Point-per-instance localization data
·····

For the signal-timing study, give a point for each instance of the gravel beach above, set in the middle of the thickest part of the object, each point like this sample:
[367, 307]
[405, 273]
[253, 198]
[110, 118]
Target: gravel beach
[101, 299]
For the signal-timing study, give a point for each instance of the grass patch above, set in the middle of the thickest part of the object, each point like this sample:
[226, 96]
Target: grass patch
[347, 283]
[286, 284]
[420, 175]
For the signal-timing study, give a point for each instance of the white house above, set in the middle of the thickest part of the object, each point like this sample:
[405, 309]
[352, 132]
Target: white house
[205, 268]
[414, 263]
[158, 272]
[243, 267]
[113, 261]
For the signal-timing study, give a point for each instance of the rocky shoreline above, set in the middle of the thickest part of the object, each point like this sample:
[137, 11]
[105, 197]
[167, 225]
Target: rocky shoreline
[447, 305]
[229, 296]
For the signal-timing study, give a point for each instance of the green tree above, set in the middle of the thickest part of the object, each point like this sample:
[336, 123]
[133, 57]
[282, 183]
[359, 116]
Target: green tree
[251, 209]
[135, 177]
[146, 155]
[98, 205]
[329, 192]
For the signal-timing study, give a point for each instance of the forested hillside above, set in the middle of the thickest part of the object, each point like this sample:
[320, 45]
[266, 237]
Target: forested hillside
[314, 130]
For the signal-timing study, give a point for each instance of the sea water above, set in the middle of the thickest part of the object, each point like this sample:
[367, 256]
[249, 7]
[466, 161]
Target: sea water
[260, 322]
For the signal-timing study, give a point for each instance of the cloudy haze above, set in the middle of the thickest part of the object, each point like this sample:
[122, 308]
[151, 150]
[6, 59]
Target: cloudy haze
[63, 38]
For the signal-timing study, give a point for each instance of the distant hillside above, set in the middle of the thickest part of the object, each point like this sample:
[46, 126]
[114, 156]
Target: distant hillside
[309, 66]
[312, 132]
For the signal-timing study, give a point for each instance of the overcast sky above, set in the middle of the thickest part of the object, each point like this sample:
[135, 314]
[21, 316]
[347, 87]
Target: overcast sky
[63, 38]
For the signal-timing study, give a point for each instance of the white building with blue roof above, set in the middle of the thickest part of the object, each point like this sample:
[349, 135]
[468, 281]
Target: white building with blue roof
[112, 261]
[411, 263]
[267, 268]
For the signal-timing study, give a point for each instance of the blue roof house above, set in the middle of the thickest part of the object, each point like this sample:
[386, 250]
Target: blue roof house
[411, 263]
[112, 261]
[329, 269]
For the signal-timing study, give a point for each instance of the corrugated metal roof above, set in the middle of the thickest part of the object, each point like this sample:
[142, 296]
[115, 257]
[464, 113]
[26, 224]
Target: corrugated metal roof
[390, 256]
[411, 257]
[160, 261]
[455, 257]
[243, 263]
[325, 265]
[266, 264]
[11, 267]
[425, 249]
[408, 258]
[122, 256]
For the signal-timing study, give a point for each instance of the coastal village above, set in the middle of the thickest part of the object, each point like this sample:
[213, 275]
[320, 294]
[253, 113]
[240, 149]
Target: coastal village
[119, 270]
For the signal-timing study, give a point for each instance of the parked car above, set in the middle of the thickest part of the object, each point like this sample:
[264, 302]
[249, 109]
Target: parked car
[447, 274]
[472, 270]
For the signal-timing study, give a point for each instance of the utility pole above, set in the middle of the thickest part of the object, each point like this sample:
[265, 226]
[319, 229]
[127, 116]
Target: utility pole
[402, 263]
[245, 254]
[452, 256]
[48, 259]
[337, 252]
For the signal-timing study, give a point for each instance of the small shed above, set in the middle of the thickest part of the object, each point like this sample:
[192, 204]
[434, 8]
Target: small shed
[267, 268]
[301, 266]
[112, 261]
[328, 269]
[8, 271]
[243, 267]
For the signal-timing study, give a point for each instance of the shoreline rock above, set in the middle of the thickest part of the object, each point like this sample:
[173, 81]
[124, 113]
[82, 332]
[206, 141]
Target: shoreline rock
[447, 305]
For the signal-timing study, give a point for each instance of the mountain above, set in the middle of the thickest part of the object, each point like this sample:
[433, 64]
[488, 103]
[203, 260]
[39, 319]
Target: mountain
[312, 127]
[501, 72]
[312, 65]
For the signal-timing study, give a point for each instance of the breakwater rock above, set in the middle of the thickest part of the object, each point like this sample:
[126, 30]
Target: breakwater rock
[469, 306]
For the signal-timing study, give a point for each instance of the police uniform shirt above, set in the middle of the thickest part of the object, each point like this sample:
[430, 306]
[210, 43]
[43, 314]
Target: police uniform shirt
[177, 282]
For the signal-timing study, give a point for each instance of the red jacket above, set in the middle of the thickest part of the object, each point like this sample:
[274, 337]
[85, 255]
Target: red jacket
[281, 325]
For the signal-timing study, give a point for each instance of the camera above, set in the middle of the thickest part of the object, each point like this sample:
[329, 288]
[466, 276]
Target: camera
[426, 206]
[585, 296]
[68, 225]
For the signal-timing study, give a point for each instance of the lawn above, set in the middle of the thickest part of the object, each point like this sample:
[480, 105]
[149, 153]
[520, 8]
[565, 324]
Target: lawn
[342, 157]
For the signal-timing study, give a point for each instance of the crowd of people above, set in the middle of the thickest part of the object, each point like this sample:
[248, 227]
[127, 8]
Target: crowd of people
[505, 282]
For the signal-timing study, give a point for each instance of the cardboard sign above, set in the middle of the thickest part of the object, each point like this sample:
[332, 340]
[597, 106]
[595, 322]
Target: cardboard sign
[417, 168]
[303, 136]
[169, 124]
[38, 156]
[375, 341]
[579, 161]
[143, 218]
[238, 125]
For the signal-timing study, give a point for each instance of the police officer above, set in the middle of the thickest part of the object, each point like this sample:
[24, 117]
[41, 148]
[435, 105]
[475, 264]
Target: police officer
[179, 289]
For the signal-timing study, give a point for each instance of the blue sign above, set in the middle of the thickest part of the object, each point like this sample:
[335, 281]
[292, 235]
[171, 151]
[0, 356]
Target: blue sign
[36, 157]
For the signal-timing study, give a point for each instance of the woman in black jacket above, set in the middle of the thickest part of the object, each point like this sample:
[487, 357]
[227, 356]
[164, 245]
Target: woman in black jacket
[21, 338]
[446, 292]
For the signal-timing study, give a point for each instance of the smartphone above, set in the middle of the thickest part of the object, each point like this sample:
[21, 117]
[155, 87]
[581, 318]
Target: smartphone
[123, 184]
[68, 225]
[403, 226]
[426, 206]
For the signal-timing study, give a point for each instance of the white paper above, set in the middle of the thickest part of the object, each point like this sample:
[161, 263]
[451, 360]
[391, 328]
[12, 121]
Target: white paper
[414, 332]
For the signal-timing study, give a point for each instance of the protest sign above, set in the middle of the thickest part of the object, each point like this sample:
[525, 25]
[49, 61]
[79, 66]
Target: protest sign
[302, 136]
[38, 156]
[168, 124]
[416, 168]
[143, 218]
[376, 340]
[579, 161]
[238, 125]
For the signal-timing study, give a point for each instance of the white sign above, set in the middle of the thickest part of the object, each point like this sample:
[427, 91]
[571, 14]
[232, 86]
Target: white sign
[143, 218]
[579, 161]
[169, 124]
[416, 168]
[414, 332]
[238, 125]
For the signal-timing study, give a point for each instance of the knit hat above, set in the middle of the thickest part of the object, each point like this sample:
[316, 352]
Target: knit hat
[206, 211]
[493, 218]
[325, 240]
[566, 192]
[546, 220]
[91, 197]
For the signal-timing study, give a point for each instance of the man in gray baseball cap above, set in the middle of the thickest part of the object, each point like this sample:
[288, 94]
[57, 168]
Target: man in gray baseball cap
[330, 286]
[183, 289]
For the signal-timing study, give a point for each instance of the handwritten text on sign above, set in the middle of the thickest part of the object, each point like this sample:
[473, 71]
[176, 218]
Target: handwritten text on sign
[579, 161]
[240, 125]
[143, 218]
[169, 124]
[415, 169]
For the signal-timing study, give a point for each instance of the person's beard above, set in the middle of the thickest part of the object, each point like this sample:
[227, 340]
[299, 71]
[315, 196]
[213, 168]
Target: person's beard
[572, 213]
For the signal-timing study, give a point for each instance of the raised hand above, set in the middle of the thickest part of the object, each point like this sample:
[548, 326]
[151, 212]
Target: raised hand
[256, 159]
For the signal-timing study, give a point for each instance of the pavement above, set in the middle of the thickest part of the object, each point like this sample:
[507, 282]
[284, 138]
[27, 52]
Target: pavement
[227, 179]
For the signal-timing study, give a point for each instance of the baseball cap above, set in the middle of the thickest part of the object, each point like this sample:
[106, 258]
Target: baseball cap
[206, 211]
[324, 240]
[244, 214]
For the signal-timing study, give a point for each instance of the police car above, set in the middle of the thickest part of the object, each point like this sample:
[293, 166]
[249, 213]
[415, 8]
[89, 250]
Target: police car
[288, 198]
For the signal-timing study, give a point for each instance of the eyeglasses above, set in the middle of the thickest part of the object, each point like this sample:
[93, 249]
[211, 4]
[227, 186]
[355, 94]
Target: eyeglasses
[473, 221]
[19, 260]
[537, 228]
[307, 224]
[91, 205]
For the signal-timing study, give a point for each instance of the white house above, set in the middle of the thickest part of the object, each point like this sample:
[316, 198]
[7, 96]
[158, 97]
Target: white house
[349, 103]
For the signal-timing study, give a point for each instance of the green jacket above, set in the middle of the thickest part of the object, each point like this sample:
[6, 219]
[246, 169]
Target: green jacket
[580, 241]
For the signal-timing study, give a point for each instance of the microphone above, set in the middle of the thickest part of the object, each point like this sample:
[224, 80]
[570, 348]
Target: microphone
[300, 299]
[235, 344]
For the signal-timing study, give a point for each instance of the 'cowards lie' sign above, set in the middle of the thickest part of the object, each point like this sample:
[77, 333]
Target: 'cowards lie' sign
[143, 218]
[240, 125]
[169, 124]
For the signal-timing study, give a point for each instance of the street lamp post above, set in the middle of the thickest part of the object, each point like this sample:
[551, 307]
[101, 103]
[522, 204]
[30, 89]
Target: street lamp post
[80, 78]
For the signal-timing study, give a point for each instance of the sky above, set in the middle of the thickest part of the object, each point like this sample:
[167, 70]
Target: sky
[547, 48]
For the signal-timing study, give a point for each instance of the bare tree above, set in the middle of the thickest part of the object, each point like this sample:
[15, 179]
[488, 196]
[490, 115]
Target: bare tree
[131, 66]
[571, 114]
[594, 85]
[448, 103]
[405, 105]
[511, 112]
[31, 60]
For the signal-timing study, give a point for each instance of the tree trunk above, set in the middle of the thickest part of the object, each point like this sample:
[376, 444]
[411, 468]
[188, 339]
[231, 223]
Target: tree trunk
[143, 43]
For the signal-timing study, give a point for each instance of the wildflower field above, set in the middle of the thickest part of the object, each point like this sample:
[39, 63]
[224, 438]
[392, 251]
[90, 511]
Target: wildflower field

·····

● ACTIVITY: Every line above with the word "wildflower" belongs in the answer, copied as written.

● TASK RESPONSE:
For the signal-timing study, give a point for each instance of the wildflower field above, set in the middle of the thickest part of the object, each point like this sample:
Target: wildflower field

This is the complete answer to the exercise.